DATA FOR THIS TASK START

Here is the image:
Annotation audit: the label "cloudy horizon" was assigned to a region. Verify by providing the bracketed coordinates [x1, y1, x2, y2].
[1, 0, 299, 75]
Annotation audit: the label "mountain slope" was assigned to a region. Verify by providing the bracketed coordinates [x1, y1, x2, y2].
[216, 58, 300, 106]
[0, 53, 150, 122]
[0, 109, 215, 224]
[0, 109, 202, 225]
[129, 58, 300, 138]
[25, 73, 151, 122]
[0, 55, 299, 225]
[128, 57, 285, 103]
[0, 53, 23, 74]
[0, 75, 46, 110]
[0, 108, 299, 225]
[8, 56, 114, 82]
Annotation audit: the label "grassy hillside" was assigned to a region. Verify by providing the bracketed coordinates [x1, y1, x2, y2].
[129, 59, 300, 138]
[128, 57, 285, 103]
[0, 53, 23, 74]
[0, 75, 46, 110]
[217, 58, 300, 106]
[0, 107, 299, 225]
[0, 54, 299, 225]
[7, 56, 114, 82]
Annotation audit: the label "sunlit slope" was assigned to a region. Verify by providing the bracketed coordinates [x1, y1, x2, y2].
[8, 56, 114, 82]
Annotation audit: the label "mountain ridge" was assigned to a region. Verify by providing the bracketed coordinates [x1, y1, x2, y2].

DATA FOR THIS TASK END

### PROBLEM TO WORK ON
Please transcribe every entry above exactly as it appears.

### ANSWER TO THIS PROBLEM
Here is the image:
Annotation audit: the label "cloudy horizon" was assigned to a region. Verify by providing the bracketed coordinates [x1, y1, x2, y2].
[1, 0, 299, 75]
Annotation audit: the label "mountain slope" was assigned to a region. Verify by providing the bracketed coordinates [x1, y1, x2, y2].
[216, 58, 300, 106]
[0, 53, 150, 122]
[0, 109, 215, 224]
[0, 109, 202, 225]
[129, 58, 300, 138]
[25, 73, 151, 122]
[0, 55, 299, 225]
[128, 57, 285, 103]
[0, 53, 23, 74]
[0, 75, 46, 110]
[0, 108, 299, 225]
[8, 56, 114, 82]
Annotation audit: the label "grassy hillside" was assigned to a region. Verify by providing the bracketed coordinates [x1, y1, x2, y2].
[129, 59, 300, 138]
[128, 57, 285, 103]
[0, 53, 23, 74]
[0, 75, 46, 110]
[217, 58, 300, 106]
[0, 107, 299, 225]
[0, 54, 299, 225]
[7, 56, 114, 82]
Annotation audit: the label "sunlit slope" was assigned to a region. Verify by providing the bracketed coordinates [x1, y1, x2, y2].
[8, 56, 114, 82]
Annotation audit: the label "mountain ridge" was assigned to a region. Verify by providing the bracketed coordinates [x1, y1, x2, y2].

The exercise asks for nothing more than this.